• _EXERCISE BRIEF_
Keep the images out and copy every entry below exactly.

* Begin DATA SUPPLIED *

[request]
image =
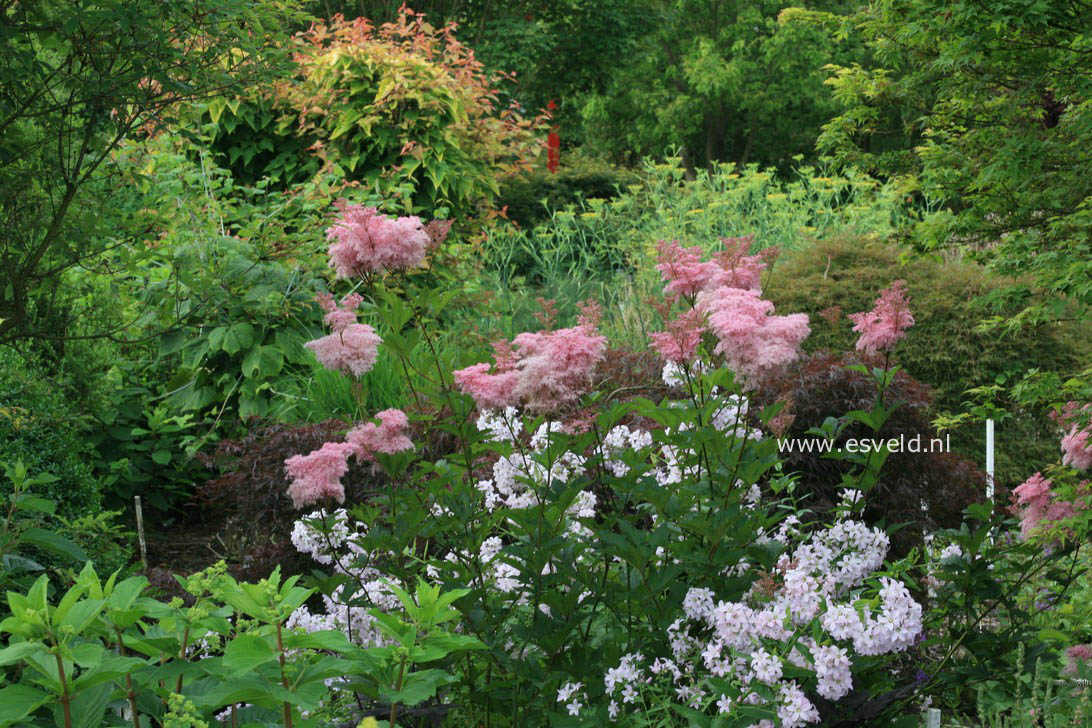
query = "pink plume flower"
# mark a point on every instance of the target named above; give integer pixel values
(683, 269)
(1077, 443)
(1033, 500)
(545, 371)
(353, 347)
(318, 474)
(887, 323)
(1076, 655)
(738, 270)
(556, 367)
(389, 437)
(679, 343)
(352, 351)
(365, 241)
(751, 338)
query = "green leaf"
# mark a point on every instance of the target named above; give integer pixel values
(55, 542)
(83, 613)
(16, 702)
(19, 652)
(247, 652)
(419, 687)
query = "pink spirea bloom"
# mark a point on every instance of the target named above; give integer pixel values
(887, 323)
(389, 437)
(679, 343)
(543, 370)
(339, 317)
(738, 270)
(749, 336)
(353, 347)
(490, 391)
(318, 474)
(353, 350)
(1034, 501)
(365, 241)
(1076, 655)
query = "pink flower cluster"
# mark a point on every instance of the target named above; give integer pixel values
(317, 475)
(749, 336)
(1077, 656)
(1077, 443)
(887, 323)
(726, 293)
(352, 347)
(1036, 504)
(365, 241)
(687, 275)
(814, 598)
(542, 370)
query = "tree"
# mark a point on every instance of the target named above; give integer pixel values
(723, 81)
(983, 111)
(76, 79)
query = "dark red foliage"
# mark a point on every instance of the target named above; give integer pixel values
(821, 386)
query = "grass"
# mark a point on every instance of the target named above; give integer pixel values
(605, 250)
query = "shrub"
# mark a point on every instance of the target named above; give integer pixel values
(530, 199)
(947, 349)
(247, 504)
(928, 490)
(38, 427)
(404, 109)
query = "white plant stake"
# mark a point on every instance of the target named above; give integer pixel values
(989, 460)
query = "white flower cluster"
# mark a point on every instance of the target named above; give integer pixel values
(515, 476)
(335, 546)
(621, 439)
(808, 599)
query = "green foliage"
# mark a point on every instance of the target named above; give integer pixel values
(405, 110)
(227, 288)
(530, 199)
(39, 427)
(986, 645)
(948, 349)
(28, 540)
(723, 82)
(79, 79)
(605, 250)
(983, 97)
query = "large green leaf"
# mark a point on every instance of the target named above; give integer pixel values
(247, 652)
(55, 542)
(16, 702)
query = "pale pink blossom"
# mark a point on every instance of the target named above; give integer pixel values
(1076, 656)
(683, 270)
(738, 270)
(749, 336)
(542, 370)
(887, 323)
(389, 437)
(1077, 443)
(353, 347)
(365, 241)
(1034, 501)
(352, 350)
(679, 342)
(318, 474)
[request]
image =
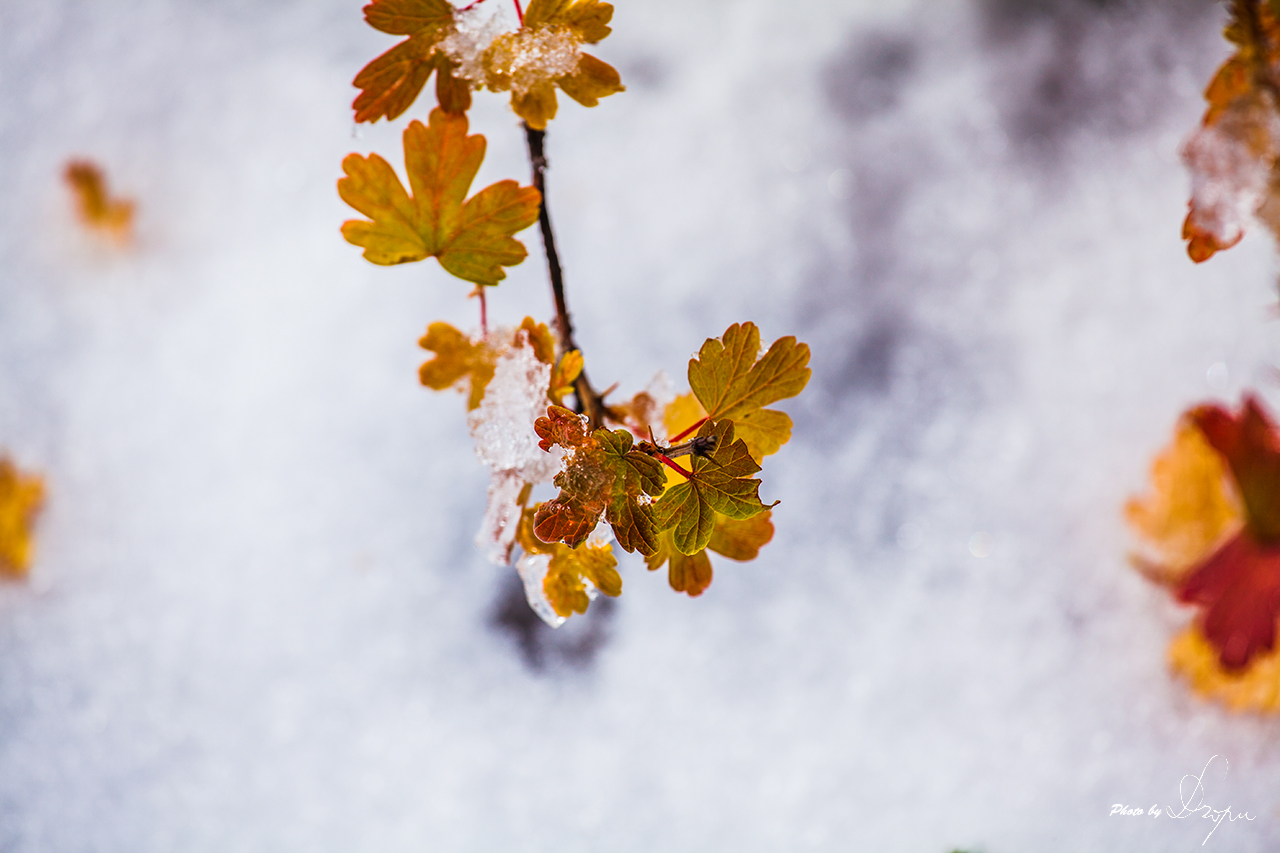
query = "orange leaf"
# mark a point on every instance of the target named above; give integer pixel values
(471, 238)
(392, 82)
(21, 497)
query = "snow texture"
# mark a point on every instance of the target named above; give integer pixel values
(257, 620)
(503, 432)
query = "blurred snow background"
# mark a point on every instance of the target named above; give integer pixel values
(257, 620)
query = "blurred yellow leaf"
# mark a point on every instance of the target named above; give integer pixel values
(1189, 509)
(96, 206)
(1257, 688)
(21, 497)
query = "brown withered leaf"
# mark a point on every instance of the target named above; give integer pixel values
(568, 568)
(603, 475)
(393, 81)
(21, 497)
(471, 238)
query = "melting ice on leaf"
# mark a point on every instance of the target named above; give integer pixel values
(21, 497)
(545, 53)
(470, 237)
(567, 570)
(392, 82)
(1233, 155)
(603, 474)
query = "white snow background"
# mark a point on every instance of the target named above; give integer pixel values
(257, 620)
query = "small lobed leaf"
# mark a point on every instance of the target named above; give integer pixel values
(741, 538)
(21, 498)
(690, 574)
(728, 379)
(545, 53)
(457, 360)
(570, 568)
(588, 18)
(392, 82)
(472, 238)
(720, 482)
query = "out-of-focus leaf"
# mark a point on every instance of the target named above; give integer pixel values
(1257, 688)
(471, 238)
(21, 497)
(1191, 506)
(95, 204)
(1239, 591)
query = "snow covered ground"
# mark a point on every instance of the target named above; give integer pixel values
(257, 620)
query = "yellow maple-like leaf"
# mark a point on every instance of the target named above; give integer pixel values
(470, 364)
(545, 53)
(95, 204)
(734, 538)
(21, 497)
(1257, 688)
(471, 238)
(392, 82)
(457, 360)
(1191, 509)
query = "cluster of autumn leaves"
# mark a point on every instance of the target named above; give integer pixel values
(668, 502)
(1211, 523)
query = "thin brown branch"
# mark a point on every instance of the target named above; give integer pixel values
(589, 401)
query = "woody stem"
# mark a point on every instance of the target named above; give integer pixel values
(589, 401)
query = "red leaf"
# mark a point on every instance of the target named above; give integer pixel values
(1251, 446)
(1239, 588)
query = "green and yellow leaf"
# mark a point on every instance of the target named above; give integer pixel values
(720, 482)
(470, 237)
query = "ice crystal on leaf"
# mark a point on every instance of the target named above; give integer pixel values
(1233, 155)
(470, 237)
(392, 82)
(21, 497)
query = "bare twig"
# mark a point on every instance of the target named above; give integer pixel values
(589, 401)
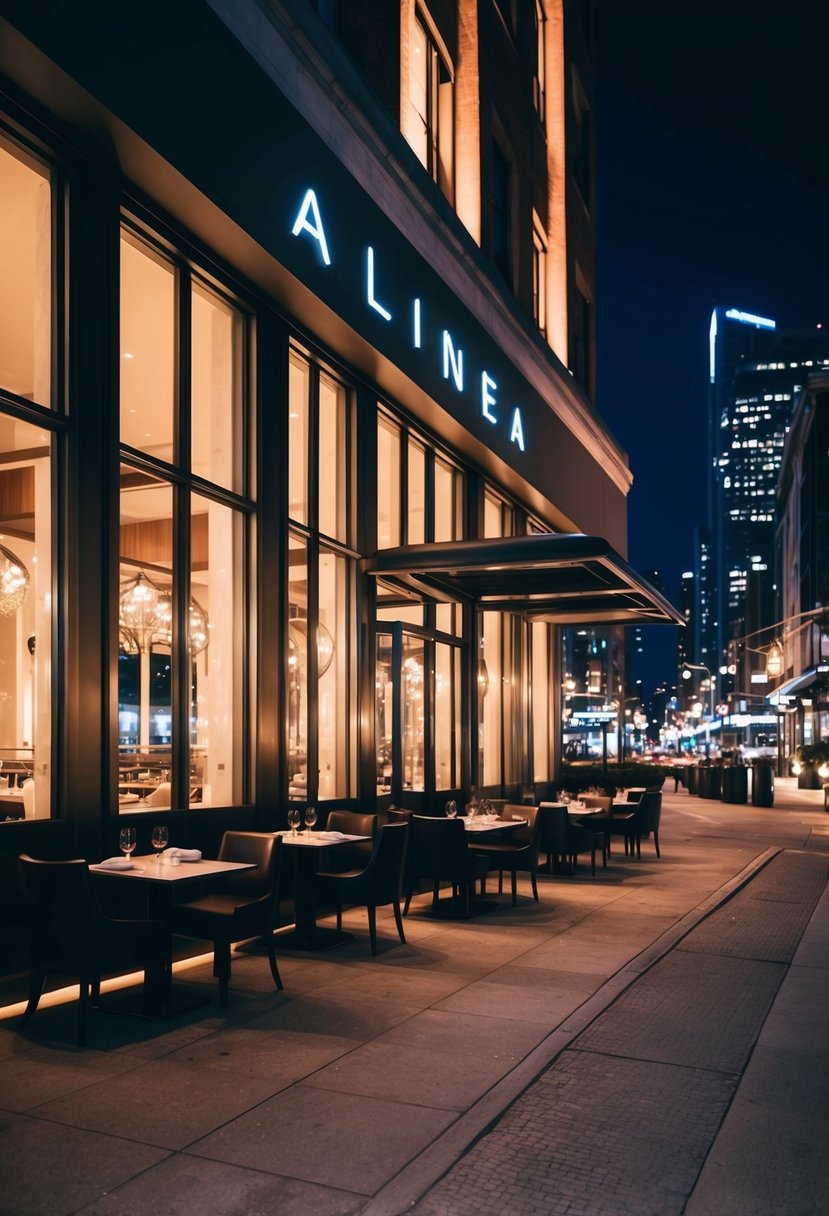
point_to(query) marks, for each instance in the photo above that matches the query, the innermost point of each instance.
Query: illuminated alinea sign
(308, 225)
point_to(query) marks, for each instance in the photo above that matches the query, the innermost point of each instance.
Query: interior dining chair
(356, 854)
(244, 907)
(161, 795)
(439, 851)
(69, 934)
(377, 885)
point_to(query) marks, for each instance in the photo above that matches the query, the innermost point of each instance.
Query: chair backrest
(351, 822)
(438, 848)
(66, 922)
(161, 795)
(384, 872)
(529, 832)
(261, 848)
(553, 827)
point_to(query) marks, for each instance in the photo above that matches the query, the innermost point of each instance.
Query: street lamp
(688, 668)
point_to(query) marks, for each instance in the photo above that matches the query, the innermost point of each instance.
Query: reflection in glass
(26, 612)
(147, 348)
(388, 483)
(333, 460)
(26, 243)
(298, 409)
(416, 512)
(216, 444)
(297, 668)
(413, 709)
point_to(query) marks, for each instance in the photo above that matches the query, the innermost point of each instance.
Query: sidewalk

* End DATA SUPPLIED *

• _RESULT FOR THIS TASK_
[request]
image =
query = "pink plume flower"
# mark a point on every instance of the target named above; give integer pixel values
(683, 269)
(1077, 443)
(1033, 500)
(545, 371)
(353, 347)
(318, 474)
(887, 323)
(1076, 655)
(738, 270)
(556, 367)
(389, 437)
(679, 343)
(352, 351)
(365, 241)
(751, 338)
query = "green leaf"
# mark a point on every instance of the target named above; give integer pixel values
(55, 542)
(83, 613)
(16, 702)
(19, 652)
(247, 652)
(419, 687)
query = "pink spirea bloom"
# mark a point on every instance of the target named above; give integer pixel values
(887, 323)
(389, 437)
(679, 343)
(543, 370)
(339, 317)
(738, 270)
(749, 336)
(353, 347)
(490, 391)
(318, 474)
(353, 350)
(1034, 501)
(365, 241)
(1076, 655)
query = "pink flower cluster"
# mark a point on every instance of the target named above; give integer pixel values
(317, 475)
(749, 336)
(1077, 656)
(1077, 443)
(887, 323)
(726, 293)
(352, 347)
(1036, 504)
(365, 241)
(687, 275)
(814, 598)
(542, 370)
query = "tree"
# mark a point on every instance of the target named above; give integer pixel values
(723, 81)
(983, 111)
(76, 79)
query = "dark red foliage"
# mark a point on every instance of the target named above; give integer pixel values
(821, 386)
query = "grass"
# mark a point on every instance of the target named above; give integer pixel values
(605, 250)
query = "shrub"
# mark a point on every instance of the target named above; give integer pixel values
(530, 199)
(947, 349)
(247, 504)
(928, 490)
(38, 427)
(404, 109)
query = "white plant stake"
# mark a point on every instance of the target named above; give integer pixel values
(989, 460)
query = "white flower cluster"
# mark a point on every instance of the target named above; give integer pixel values
(515, 476)
(335, 546)
(621, 439)
(808, 599)
query = "green foliage"
# mark a point on every instance of the target named above; give integer pixel values
(405, 110)
(227, 288)
(530, 199)
(39, 427)
(986, 645)
(948, 349)
(28, 540)
(723, 82)
(79, 79)
(605, 250)
(983, 97)
query = "large green leaf"
# mark a point on every instance of the target named above; give integer pixel values
(247, 652)
(55, 542)
(16, 702)
query = "pale pink blossom"
# mark a point on every instance of the target named above; give integer pixel values
(1076, 656)
(683, 270)
(738, 270)
(749, 336)
(542, 370)
(887, 323)
(389, 437)
(1077, 443)
(353, 347)
(365, 241)
(1034, 501)
(352, 350)
(679, 342)
(318, 474)
[request]
image =
query = "orange leaf"
# mark a point on every instance of the target named above; give integer pixel values
(471, 238)
(392, 82)
(21, 497)
query = "snow texture"
# mark a point on every instance of the target named above; give integer pixel values
(257, 620)
(503, 432)
query = "blurred snow background"
# mark a point on every instance of the target named above; give integer pixel values
(257, 620)
query = "blurred yellow leaf"
# mark a point on every instance of the target named above; give integer pixel values
(1189, 509)
(96, 206)
(1257, 688)
(21, 497)
query = "brown withered leaf"
# mark a point on every instance of the target named above; give integer pixel values
(568, 568)
(603, 475)
(393, 81)
(21, 497)
(471, 238)
query = "melting ice on leaf"
# mark a point on every instance of the target named above; give integer pixel values
(21, 497)
(545, 53)
(470, 237)
(567, 570)
(392, 82)
(1233, 155)
(603, 474)
query = "white snow background"
# mark a point on every instance of the target named above; give integer pixel values
(257, 620)
query = "small lobed leaf"
# mark a point on every instance of the target named above; give integer pixel values
(741, 538)
(21, 498)
(690, 574)
(728, 379)
(545, 53)
(457, 360)
(570, 568)
(588, 18)
(392, 82)
(472, 238)
(720, 482)
query = "out-of-focus leaf"
# mark a point on every instance of the target named above; give integer pixel values
(1257, 688)
(471, 238)
(21, 497)
(1191, 506)
(95, 204)
(1239, 591)
query = "snow covered ground"
# mark a point on every instance of the target named above; give integer pixel values
(257, 620)
query = "yellow maple-like leaf"
# mark a point on every instance of the target named above; give integer pixel values
(470, 364)
(545, 53)
(95, 204)
(734, 538)
(21, 497)
(1257, 688)
(471, 238)
(392, 82)
(457, 360)
(1191, 509)
query = "cluster of autumn leaves"
# mark a point on every instance of the target named above; give integer pixel values
(668, 502)
(1211, 523)
query = "thin brown branch"
# mark a point on every instance of the target named above; give integer pixel values
(589, 401)
query = "woody stem"
# mark a point on every instance of the target named above; give integer pixel values
(589, 401)
query = "red leaf"
# mark a point on every instance of the target named above; give integer pixel values
(1251, 446)
(1239, 588)
query = "green and yellow leaf"
# mark a point on every instance of the target named above; give integer pixel values
(720, 482)
(470, 237)
query = "ice crystal on leaf"
# mark a point on every instance of the target named above; give integer pixel values
(1233, 155)
(470, 237)
(392, 82)
(21, 497)
query = "bare twig"
# mark a point on every instance of the target named above; give integer pixel values
(589, 401)
point_to(query) marks, for each instance in the photo above that matches the query, the innermost point of each instance.
Query: illuminated alinea sign
(308, 225)
point_to(query) marks, for each instance in the photo above that matches the query, the innermost point of each instance.
Query: interior dining chair
(356, 854)
(244, 907)
(161, 795)
(439, 851)
(69, 934)
(377, 885)
point_to(query) marks, for each instance in the photo above that matches the query, the innermost point of each instance.
Query: chair backrest
(351, 822)
(438, 848)
(66, 922)
(161, 795)
(384, 872)
(529, 832)
(261, 848)
(553, 827)
point_to(query) marks, for each instance in the photo above that matches the query, the innermost point of each instance.
Query: street lamp
(688, 668)
point_to(query) marks, for each instance in the photo above that matches the query, the innermost point of each instance.
Query: reflection in glass
(26, 612)
(147, 348)
(388, 483)
(333, 460)
(26, 243)
(298, 409)
(416, 512)
(216, 444)
(297, 668)
(413, 709)
point_to(query) marks, for each instance in the photo above that matches the query, the innermost point of each instance.
Query: sidewalk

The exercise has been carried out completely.